Text to read —
— Start —
Such probability of occurrence of each unit frame may be used to
determine the unit frame's relevance for emotion recognition. For
example, a unit frame that has a higher probability of occurrence
in the input speech may be considered to contain more relevant
data. Thus, the relevance of a unit frame with a higher probability
of occurrence can be determined as having a higher value. On the
contrary, the relevance of a unit frame with a lower probability of
occurrence may be determined as having a lower value. Among all
unit frames having their relevance value set in this manner, only
the unit frames whose relevance values are, for example, top 10%
may be determined as key frames.
[0073] Further, the key-frame selector 15 may calculate a
probability of presence of a unit frame in reference data 140, and
when the obtained probability satisfies a predetermined criterion,
determine the unit frame as being key frame.
[0074] The reference data 140 is collected in advance and stored in
memory. The reference data 140 may include frames of voice data
that has been previously used for speech emotion analysis, namely,
t reference frames. Here, t may denote a value that is much greater
than n. For example, if n denotes several hundred, t may denote
several million or several thousand. The reference data is
collected based on the previous input speech, and is thus presumed
to contain quite a lot of neutral noise information that is
irrelevant to the emotion of the speaker. The reference data 140
may include t reference frames and t parameter vectors
corresponding to the reference frames, which will be described in
detail below with reference to FIG. 3.
[0075] FIG. 3 is a diagram illustrating an example of reference
data including t reference frames and parameter vectors, which is
previously stored in the apparatus of FIG. 1.
[0076] Referring to FIG. 3, the reference data 140 may include t
reference frames BF1 141, BF2 142, . . . , and BFT 143, and t
parameter vectors P1, P2, . . . , and PT corresponding to the
reference frames.
[0077] Referring back to FIG. 1, n unit frames within the speech
data 120 and the t reference frames within the reference data 140
both have parameter vectors, such as spectrum MFCC, or formant, so
that they can be compared to each other with respect to their
parameter vectors. Thus, there may be a plurality of reference
frames that have the same parameter vector or parameter vectors
that are similar to a certain extent to those of the unit frames.
— End —
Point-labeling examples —
— Start —
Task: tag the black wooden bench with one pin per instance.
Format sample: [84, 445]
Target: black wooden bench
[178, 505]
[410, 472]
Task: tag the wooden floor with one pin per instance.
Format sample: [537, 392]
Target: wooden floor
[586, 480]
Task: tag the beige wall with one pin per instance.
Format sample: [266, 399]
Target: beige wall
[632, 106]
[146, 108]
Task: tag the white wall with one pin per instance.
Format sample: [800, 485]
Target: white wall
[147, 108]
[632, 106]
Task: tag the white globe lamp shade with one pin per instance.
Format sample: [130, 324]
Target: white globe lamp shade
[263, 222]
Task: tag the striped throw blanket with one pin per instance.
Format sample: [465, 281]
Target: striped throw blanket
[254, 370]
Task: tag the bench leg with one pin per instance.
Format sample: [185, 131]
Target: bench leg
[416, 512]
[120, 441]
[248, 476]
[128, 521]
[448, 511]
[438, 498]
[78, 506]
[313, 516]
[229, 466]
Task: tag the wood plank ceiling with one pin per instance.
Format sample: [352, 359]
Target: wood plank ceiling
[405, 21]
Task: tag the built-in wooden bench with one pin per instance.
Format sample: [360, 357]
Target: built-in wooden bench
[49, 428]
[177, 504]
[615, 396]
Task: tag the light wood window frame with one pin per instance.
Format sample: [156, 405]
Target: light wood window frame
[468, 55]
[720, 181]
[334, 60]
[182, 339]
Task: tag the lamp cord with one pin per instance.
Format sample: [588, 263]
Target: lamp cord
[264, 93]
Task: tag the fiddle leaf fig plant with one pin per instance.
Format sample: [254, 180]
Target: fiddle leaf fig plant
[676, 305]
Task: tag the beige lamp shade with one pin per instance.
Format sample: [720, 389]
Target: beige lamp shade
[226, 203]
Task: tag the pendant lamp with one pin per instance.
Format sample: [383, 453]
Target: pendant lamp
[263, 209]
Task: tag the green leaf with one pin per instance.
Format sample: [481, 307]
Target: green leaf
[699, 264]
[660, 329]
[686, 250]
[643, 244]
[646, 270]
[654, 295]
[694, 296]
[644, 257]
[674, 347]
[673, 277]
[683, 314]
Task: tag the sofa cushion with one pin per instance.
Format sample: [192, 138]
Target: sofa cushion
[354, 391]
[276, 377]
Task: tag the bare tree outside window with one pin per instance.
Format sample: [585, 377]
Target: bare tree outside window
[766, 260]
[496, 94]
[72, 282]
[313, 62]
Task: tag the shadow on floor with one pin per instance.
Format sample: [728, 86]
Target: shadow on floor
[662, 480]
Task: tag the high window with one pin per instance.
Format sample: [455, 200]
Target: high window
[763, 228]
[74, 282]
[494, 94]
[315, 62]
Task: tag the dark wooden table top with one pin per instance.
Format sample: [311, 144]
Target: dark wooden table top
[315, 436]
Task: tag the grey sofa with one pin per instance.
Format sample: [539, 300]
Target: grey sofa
— End —
To do —
[1] Can you quote everything from "[0076] Referring to" down to "the unit frames." in the passage on key-frame selection?
[2] Can you write out the records again, everything from the line containing "Task: tag the wood plank" down to the end of the records, with every point coordinate in the answers multiplied by 2.3 and rounded to a whole number, halves going up? Leave the requests and their format samples unchanged.
The text and the records have nothing to do with each other.

Correct answers —
[1]
[0076] Referring to FIG. 3, the reference data 140 may include t
reference frames BF1 141, BF2 142, . . . , and BFT 143, and t
parameter vectors P1, P2, . . . , and PT corresponding to the
reference frames.
[0077] Referring back to FIG. 1, n unit frames within the speech
data 120 and the t reference frames within the reference data 140
both have parameter vectors, such as spectrum MFCC, or formant, so
that they can be compared to each other with respect to their
parameter vectors. Thus, there may be a plurality of reference
frames that have the same parameter vector or parameter vectors
that are similar to a certain extent to those of the unit frames.

[2]
Task: tag the wood plank ceiling with one pin per instance.
Format sample: [352, 359]
Target: wood plank ceiling
[932, 48]
Task: tag the built-in wooden bench with one pin per instance.
Format sample: [360, 357]
Target: built-in wooden bench
[113, 984]
[407, 1159]
[1415, 911]
Task: tag the light wood window frame with one pin per instance.
Format sample: [156, 405]
Target: light wood window frame
[1076, 127]
[1656, 416]
[768, 138]
[419, 780]
Task: tag the lamp cord with one pin per instance.
Format sample: [588, 263]
Target: lamp cord
[607, 214]
Task: tag the fiddle leaf fig plant with one pin per instance.
Format sample: [254, 180]
Target: fiddle leaf fig plant
[1555, 702]
Task: tag the beige lamp shade with one pin per instance.
Format sample: [720, 389]
Target: beige lamp shade
[520, 467]
Task: tag the pendant lamp with one pin per instance.
Format sample: [383, 453]
Target: pendant lamp
[605, 481]
Task: tag the green leaf with one pin per instance.
Format sample: [481, 307]
Target: green leaf
[1608, 607]
[1518, 757]
[1578, 575]
[1479, 561]
[1486, 621]
[1504, 679]
[1596, 681]
[1481, 591]
[1550, 798]
[1548, 637]
[1571, 722]
Task: tag the sofa cushion with one pin per instance.
Format sample: [192, 138]
Target: sofa cushion
[814, 899]
[635, 867]
Task: tag the bare tree outside window with one pin per instance.
Format sample: [585, 377]
Target: bare tree outside window
[1762, 598]
[1141, 216]
[166, 649]
[720, 143]
Task: tag the shadow on floor with one pin per instance.
Format sample: [728, 86]
Target: shadow on floor
[1523, 1104]
Task: tag the high window with one pin per instance.
Format sample: [455, 200]
Target: high window
[1755, 524]
[170, 649]
[1136, 216]
[725, 143]
Task: tag the dark wooden table top with one pin per instance.
Format sample: [311, 144]
Target: dark wooden table top
[725, 1003]
Task: tag the grey sofa with one pin per instance.
Format sample: [539, 300]
Target: grey sofa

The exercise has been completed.